■ EXERCISE DESCRIPTION ■
In the copy, include every entry exactly but none of the images.

■ EXTRACTED INFORMATION ■
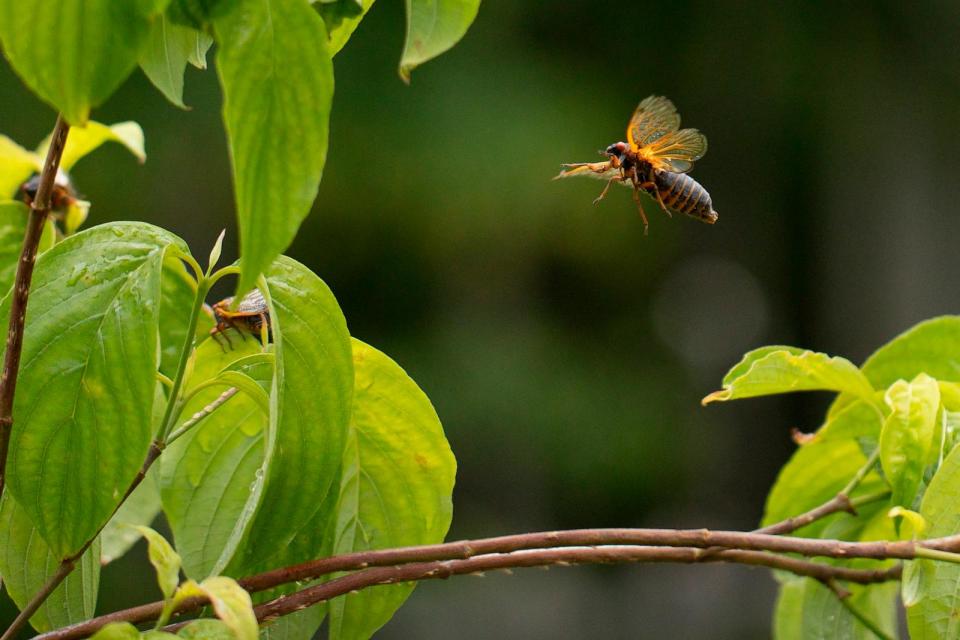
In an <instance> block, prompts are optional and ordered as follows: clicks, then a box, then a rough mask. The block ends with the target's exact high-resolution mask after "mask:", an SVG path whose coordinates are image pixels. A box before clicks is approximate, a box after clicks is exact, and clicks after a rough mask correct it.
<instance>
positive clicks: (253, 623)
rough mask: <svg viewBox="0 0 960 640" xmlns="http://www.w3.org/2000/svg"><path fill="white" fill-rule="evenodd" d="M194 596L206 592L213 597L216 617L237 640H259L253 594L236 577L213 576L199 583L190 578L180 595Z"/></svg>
mask: <svg viewBox="0 0 960 640" xmlns="http://www.w3.org/2000/svg"><path fill="white" fill-rule="evenodd" d="M194 595H205V596H206V597H207V598H209V599H210V604H212V605H213V610H214V611H215V612H216V614H217V617H218V618H220V620H222V621H223V623H224V624H225V625H227V627H229V628H230V630H231V631H232V632H233V635H234V637H235V638H236V640H257V633H258V630H259V627H258V624H257V617H256V616H255V615H254V613H253V603H252V602H251V601H250V594H249V593H247V592H246V591H244V590H243V588H242V587H240V585H238V584H237V583H236V581H235V580H234V579H233V578H227V577H225V576H214V577H212V578H207V579H206V580H204V581H203V582H201V583H200V584H197V583H195V582H193V581H188V582H186V583H184V585H183V586H182V587H181V589H180V592H179V593H178V594H177V597H178V598H181V597H191V596H194Z"/></svg>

■ ANSWER SPACE ■
In an <instance> block, prompts are optional and ordered as follows: clicks, then a box, then a rough mask. The block ends with the target's exact high-resolution mask after "mask:", an SVG path whose coordinates are image pixels. A box before clicks is approximate, a box after clicks is exact, and clicks after a rough mask correct it.
<instance>
positive clicks: (253, 623)
rough mask: <svg viewBox="0 0 960 640" xmlns="http://www.w3.org/2000/svg"><path fill="white" fill-rule="evenodd" d="M194 596L206 592L213 597L216 617L237 640H259L253 594L236 577L213 576L199 583L190 578L180 595Z"/></svg>
mask: <svg viewBox="0 0 960 640" xmlns="http://www.w3.org/2000/svg"><path fill="white" fill-rule="evenodd" d="M194 595H205V596H206V597H207V598H209V599H210V604H212V605H213V610H214V611H215V612H216V614H217V617H218V618H220V620H222V621H223V623H224V624H225V625H227V627H229V628H230V630H231V631H232V632H233V635H234V637H235V638H236V640H257V633H258V630H259V627H258V624H257V617H256V616H255V615H254V613H253V603H252V602H251V601H250V594H249V593H247V592H246V591H244V590H243V588H242V587H240V585H238V584H237V583H236V581H235V580H234V579H233V578H227V577H225V576H214V577H212V578H207V579H206V580H204V581H203V582H201V583H200V584H197V583H195V582H193V581H188V582H186V583H184V585H183V586H182V587H181V589H180V592H179V593H178V594H177V597H178V598H181V597H191V596H194Z"/></svg>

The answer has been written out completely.